- EXERCISE AIM
The records that follow must be repeated exactly, line by line.

□ □ □ □ □

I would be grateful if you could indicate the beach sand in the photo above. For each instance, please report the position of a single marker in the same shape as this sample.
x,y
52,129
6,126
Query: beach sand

□ □ □ □ □

- THE COMPLETED TASK
I would be grateful if you could indicate the beach sand in the photo above. For each instance, please report the position of a single marker in the same shape as this sample.
x,y
52,129
6,126
Query: beach sand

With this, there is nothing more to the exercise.